- **INFORMATION SUPPLIED**:

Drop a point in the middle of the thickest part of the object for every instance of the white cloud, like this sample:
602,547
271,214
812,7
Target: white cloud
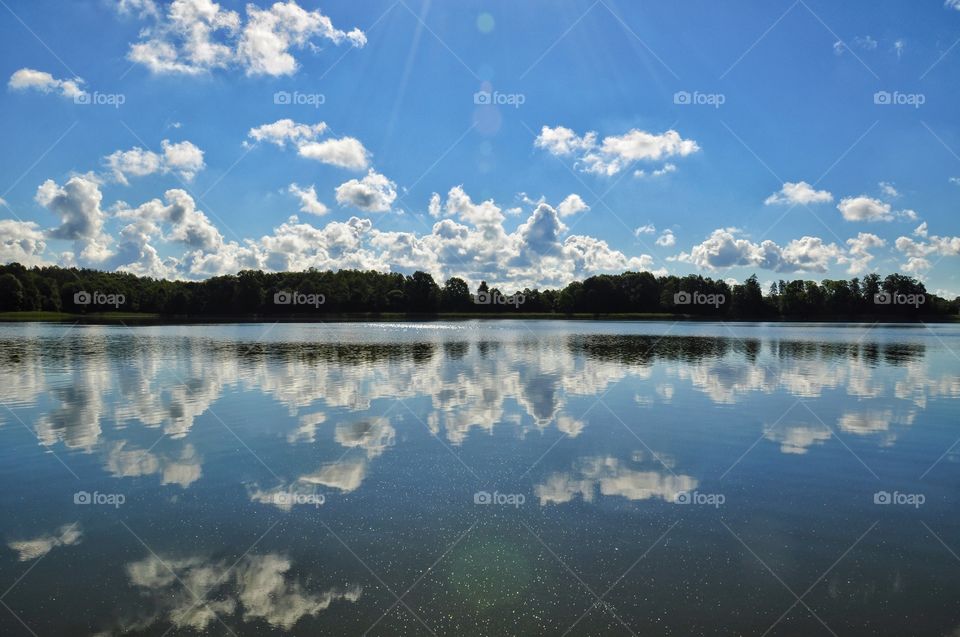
798,194
563,141
31,79
571,205
66,535
197,36
373,193
864,208
77,203
21,242
666,239
308,200
346,152
860,257
888,189
284,131
660,172
264,48
723,248
616,152
647,229
183,158
925,245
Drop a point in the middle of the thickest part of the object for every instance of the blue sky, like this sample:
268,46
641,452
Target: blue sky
788,139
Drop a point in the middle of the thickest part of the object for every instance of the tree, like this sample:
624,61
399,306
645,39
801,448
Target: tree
11,293
455,295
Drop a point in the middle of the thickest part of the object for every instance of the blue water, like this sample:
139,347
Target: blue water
480,478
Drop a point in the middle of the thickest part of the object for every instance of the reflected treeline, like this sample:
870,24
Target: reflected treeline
646,349
340,353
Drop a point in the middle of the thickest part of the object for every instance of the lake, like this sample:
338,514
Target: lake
480,478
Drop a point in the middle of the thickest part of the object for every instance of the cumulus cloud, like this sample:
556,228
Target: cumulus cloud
666,239
308,200
77,203
571,205
616,152
183,158
196,36
864,208
468,239
31,79
373,193
924,245
860,257
798,194
660,172
888,189
724,249
66,535
346,152
284,131
21,242
645,229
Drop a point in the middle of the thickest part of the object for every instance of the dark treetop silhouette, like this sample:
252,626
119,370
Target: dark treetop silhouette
72,290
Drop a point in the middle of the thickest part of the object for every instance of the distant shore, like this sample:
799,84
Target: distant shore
391,317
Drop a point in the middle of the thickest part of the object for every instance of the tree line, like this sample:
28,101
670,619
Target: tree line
252,292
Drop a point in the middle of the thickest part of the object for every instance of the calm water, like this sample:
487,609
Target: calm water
480,478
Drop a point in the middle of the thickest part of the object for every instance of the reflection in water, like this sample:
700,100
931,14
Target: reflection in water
194,592
66,535
339,419
614,478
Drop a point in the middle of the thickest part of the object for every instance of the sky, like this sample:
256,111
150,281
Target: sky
522,143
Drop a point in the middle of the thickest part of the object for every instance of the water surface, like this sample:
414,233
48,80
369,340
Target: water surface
480,478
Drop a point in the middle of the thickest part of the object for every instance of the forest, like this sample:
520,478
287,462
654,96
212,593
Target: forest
344,292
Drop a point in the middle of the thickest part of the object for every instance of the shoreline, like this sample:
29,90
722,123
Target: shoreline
108,318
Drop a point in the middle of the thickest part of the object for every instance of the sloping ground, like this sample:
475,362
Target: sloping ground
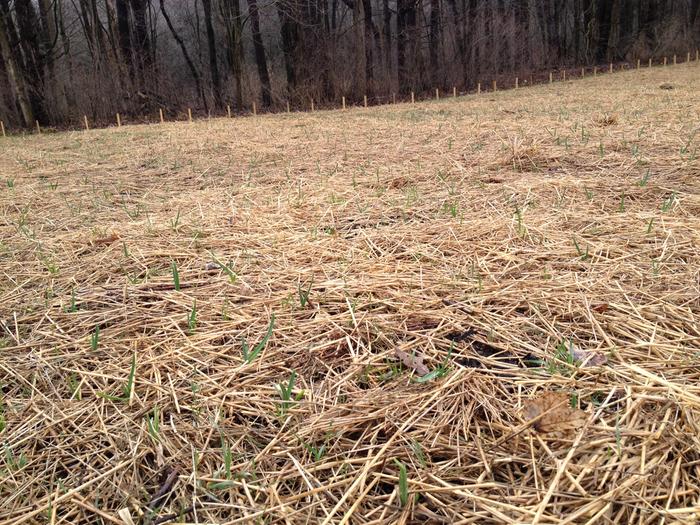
534,255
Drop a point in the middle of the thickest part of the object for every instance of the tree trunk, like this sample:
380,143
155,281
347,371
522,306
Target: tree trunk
360,54
260,58
614,37
186,55
434,42
213,62
14,73
232,19
369,46
124,31
289,33
142,41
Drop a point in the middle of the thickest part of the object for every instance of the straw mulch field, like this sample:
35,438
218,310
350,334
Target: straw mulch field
472,310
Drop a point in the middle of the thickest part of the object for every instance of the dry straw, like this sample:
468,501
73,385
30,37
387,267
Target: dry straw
479,311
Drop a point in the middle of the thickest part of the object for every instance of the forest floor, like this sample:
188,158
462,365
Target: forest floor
483,309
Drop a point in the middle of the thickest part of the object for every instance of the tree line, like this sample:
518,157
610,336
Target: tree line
62,59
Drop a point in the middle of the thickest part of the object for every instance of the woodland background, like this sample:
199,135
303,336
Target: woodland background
62,59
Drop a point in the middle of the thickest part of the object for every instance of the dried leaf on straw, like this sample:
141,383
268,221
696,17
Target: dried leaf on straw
412,361
588,357
105,241
553,413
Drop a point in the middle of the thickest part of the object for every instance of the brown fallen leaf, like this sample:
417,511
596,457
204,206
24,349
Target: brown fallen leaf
587,357
601,308
553,413
397,183
412,361
104,241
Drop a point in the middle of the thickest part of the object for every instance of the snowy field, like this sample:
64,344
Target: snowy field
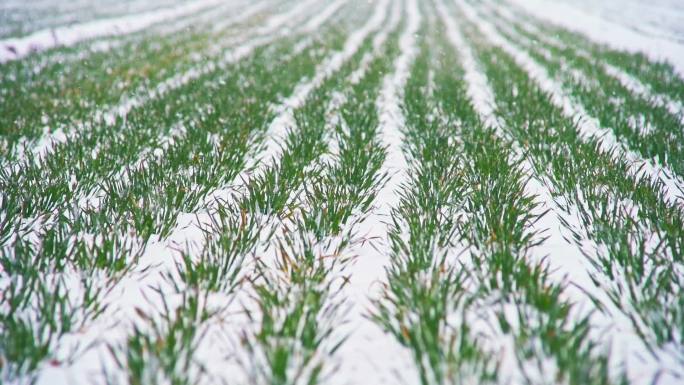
341,192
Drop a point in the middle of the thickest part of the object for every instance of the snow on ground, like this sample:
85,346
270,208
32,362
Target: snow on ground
625,342
600,30
657,18
370,355
16,48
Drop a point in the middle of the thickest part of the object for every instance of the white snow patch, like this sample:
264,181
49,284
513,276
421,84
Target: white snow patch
16,48
371,356
604,31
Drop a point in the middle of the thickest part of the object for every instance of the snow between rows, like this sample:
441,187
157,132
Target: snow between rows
17,48
628,81
588,125
285,119
372,356
140,97
625,342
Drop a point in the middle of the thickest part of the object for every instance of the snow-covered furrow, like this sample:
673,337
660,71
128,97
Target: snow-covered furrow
159,258
219,19
28,17
659,18
675,107
566,260
589,126
285,118
315,22
371,356
17,48
612,325
597,29
244,14
246,44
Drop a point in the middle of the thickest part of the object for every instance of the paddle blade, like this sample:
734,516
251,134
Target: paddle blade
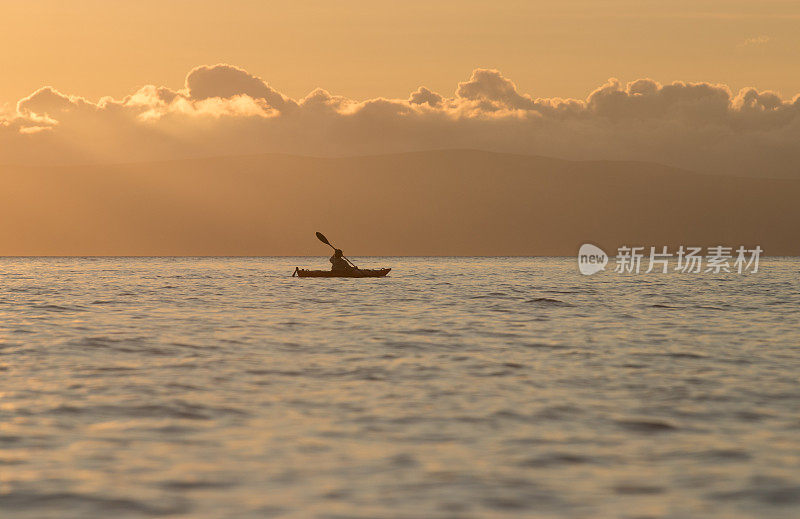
321,237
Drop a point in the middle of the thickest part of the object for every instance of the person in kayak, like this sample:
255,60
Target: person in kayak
338,263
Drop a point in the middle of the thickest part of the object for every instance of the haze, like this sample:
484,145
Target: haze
189,127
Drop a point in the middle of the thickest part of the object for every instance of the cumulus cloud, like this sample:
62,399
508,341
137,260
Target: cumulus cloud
225,110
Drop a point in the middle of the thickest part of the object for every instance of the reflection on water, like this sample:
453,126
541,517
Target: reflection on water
453,388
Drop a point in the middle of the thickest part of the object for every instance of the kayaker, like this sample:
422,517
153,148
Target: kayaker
338,263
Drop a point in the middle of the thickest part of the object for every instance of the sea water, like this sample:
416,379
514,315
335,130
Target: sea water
455,387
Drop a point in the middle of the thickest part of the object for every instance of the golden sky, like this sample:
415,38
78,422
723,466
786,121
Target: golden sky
364,49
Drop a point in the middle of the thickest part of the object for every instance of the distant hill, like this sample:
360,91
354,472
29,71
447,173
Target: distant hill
428,203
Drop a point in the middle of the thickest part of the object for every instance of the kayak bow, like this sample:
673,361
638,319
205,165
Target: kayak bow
355,273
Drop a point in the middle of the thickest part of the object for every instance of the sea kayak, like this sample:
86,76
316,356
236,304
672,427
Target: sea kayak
357,273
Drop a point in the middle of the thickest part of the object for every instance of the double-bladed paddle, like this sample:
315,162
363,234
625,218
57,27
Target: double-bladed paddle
321,237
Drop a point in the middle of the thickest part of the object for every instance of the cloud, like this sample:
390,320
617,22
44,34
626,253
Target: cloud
225,110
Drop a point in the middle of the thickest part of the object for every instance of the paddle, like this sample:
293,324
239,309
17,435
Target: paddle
321,237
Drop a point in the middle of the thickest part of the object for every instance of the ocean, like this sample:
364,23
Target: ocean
454,388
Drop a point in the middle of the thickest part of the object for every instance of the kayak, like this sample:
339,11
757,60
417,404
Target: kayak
358,273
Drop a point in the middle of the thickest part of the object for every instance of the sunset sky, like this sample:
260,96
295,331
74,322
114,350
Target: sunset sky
707,86
364,49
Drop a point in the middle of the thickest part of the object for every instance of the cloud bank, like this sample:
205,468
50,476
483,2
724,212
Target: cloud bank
225,110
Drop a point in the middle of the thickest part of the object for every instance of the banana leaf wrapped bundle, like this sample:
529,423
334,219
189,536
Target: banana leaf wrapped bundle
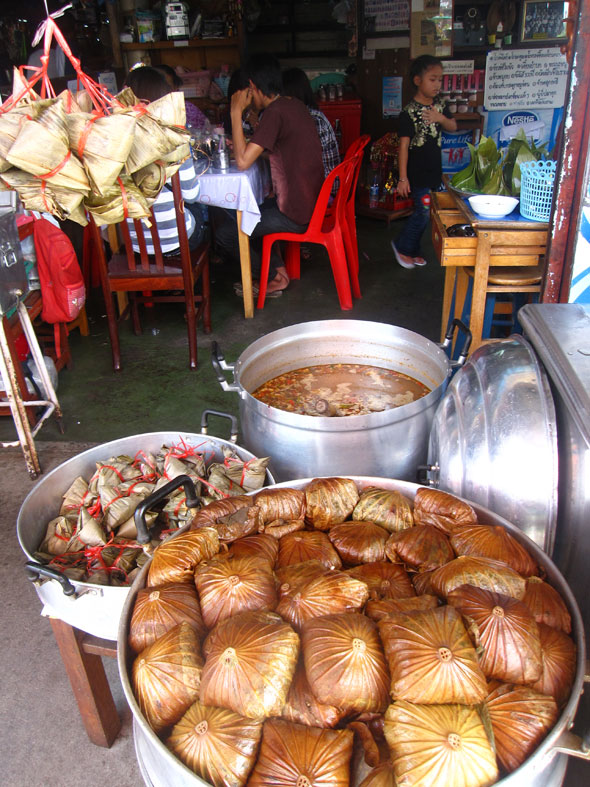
381,776
422,548
521,717
298,574
166,676
506,631
57,536
281,527
45,197
558,655
391,510
259,545
329,501
546,604
159,609
445,511
344,662
42,148
431,658
150,180
175,560
327,594
439,744
359,542
231,585
493,541
380,608
249,474
303,707
302,546
102,143
287,504
217,744
479,571
120,201
384,580
251,659
293,754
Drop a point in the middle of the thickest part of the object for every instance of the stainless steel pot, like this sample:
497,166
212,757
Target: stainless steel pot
87,606
545,768
494,438
391,443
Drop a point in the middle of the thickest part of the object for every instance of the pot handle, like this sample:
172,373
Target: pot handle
423,476
467,344
39,570
234,423
219,365
192,501
574,745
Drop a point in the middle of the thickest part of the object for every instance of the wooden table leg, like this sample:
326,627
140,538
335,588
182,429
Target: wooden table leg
89,684
480,283
448,292
245,265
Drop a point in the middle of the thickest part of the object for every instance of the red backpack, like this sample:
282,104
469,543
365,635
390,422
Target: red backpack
62,284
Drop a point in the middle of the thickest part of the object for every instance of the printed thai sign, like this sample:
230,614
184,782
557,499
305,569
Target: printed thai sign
525,79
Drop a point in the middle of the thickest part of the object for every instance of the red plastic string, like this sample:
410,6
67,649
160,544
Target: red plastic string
124,199
55,170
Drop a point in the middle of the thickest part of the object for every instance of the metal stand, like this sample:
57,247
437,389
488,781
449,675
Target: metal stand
15,400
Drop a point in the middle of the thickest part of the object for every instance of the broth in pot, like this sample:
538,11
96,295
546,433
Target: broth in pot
340,389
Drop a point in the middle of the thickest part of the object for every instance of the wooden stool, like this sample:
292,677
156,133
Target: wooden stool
511,281
81,654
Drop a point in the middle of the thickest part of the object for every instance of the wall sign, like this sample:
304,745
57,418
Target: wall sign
525,79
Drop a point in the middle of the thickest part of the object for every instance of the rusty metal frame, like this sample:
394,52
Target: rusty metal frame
573,153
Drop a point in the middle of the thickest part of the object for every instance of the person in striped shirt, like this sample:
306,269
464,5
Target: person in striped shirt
149,84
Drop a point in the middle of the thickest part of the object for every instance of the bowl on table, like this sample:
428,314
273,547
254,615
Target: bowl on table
492,206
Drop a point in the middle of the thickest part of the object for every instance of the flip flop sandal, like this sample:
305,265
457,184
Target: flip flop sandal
398,257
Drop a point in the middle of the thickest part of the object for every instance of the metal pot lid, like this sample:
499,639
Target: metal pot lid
494,438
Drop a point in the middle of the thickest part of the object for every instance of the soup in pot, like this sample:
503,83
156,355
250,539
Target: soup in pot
340,389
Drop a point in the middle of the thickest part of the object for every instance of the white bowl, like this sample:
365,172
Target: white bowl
492,206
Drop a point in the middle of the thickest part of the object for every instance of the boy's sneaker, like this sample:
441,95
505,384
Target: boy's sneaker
403,259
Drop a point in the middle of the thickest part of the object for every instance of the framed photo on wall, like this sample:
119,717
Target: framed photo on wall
543,21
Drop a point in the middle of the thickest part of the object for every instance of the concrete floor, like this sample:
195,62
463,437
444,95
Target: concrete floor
43,741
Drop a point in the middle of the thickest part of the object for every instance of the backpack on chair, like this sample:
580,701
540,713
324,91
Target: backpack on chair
62,284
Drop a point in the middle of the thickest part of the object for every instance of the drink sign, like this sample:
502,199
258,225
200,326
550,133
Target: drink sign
525,79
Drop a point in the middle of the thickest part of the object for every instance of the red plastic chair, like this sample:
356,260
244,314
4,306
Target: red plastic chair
325,229
356,150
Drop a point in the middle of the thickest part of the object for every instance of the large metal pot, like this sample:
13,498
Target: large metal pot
391,443
87,606
494,438
545,768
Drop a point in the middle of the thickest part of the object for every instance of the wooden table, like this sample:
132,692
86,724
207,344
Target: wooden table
510,241
242,191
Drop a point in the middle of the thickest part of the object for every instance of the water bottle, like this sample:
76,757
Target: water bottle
222,153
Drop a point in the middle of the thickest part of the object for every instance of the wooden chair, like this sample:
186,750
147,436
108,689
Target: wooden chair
142,276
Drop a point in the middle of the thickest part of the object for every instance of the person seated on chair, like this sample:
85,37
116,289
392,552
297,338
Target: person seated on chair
149,84
287,133
194,117
297,85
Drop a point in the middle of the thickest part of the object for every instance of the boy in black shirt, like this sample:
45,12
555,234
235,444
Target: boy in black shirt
419,159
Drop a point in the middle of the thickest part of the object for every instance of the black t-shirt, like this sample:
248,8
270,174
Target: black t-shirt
424,161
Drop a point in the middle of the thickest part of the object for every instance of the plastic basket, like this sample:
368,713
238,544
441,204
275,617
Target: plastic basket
536,189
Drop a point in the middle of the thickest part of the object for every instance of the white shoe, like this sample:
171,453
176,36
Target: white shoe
401,261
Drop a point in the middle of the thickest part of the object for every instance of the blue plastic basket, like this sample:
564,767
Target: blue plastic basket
536,189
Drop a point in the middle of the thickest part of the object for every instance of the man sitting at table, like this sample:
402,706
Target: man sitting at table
287,132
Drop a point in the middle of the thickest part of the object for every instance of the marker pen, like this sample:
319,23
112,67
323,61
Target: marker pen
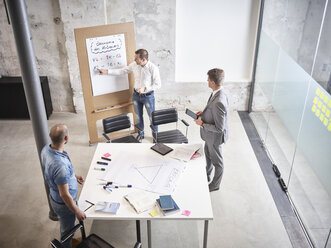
125,186
107,188
104,158
103,163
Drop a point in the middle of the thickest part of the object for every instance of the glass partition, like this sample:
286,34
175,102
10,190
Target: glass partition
292,114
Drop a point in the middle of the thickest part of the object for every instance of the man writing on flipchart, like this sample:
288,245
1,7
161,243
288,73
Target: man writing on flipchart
147,79
213,122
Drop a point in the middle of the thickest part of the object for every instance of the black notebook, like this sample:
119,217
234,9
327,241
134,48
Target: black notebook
161,148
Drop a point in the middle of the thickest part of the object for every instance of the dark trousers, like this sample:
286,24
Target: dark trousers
214,158
139,101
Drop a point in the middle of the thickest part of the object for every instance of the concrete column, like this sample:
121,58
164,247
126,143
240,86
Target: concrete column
31,82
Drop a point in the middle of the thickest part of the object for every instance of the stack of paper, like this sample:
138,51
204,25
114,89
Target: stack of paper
141,200
107,207
167,205
186,152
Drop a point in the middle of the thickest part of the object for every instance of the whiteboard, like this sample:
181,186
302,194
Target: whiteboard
107,52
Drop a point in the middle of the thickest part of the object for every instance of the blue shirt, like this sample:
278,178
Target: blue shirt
58,170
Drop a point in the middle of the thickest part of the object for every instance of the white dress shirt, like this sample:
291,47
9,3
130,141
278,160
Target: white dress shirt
144,76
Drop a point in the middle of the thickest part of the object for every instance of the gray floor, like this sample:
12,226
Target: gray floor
245,214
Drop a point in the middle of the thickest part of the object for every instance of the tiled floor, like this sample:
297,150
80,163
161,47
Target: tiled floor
244,212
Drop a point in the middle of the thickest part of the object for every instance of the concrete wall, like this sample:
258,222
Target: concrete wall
52,25
48,40
295,25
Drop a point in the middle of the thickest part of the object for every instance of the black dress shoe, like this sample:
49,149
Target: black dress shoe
140,137
213,188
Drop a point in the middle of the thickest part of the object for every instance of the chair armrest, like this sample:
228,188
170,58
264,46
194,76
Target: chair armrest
56,244
185,123
153,129
136,126
106,137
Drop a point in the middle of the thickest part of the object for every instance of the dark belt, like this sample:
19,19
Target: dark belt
144,94
61,203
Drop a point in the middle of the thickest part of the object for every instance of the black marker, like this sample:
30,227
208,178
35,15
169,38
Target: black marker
108,159
103,163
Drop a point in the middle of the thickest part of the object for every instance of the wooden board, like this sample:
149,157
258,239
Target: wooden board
111,104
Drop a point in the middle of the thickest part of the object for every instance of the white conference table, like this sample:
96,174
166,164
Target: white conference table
191,192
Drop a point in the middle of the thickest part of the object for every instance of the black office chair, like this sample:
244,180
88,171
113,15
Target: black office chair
92,241
166,116
116,123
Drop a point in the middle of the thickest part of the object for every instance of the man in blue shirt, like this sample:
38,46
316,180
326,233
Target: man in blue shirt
61,179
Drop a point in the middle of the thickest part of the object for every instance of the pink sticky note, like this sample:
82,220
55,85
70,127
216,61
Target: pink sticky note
186,213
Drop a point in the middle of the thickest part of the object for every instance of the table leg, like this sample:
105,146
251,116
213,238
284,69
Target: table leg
138,231
149,234
205,235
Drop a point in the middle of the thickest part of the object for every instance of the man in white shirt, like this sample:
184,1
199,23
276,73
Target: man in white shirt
147,79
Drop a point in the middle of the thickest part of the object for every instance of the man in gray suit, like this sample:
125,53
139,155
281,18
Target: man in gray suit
213,122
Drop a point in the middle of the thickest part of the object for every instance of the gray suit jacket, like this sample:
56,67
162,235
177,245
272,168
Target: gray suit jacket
215,118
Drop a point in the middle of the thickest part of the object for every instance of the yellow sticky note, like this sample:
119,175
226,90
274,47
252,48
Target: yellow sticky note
327,113
318,91
313,108
317,113
322,95
325,99
323,108
154,213
325,122
321,117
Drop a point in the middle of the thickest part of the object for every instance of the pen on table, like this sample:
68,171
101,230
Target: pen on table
92,204
104,158
125,186
107,188
103,163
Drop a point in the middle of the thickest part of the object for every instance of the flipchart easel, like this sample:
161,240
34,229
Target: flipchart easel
110,104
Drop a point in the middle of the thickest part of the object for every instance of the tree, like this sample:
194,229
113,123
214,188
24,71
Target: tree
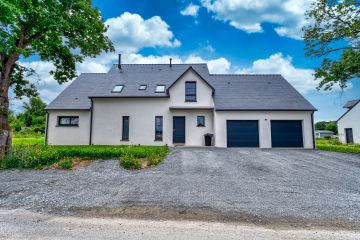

- **EXERCISE**:
Locate every line in the listing above that contains the string "suit", and copy each of those lines in full.

- **COMPLETE ANSWER**:
Drop a point in the middle of the thickest part of the object for every instance of the man in gray suit, like this sample:
Target: man in gray suit
Drop a point in the middle of the thickest part of the object for every instance of the gray suit jacket, like this sample:
Target: gray suit jacket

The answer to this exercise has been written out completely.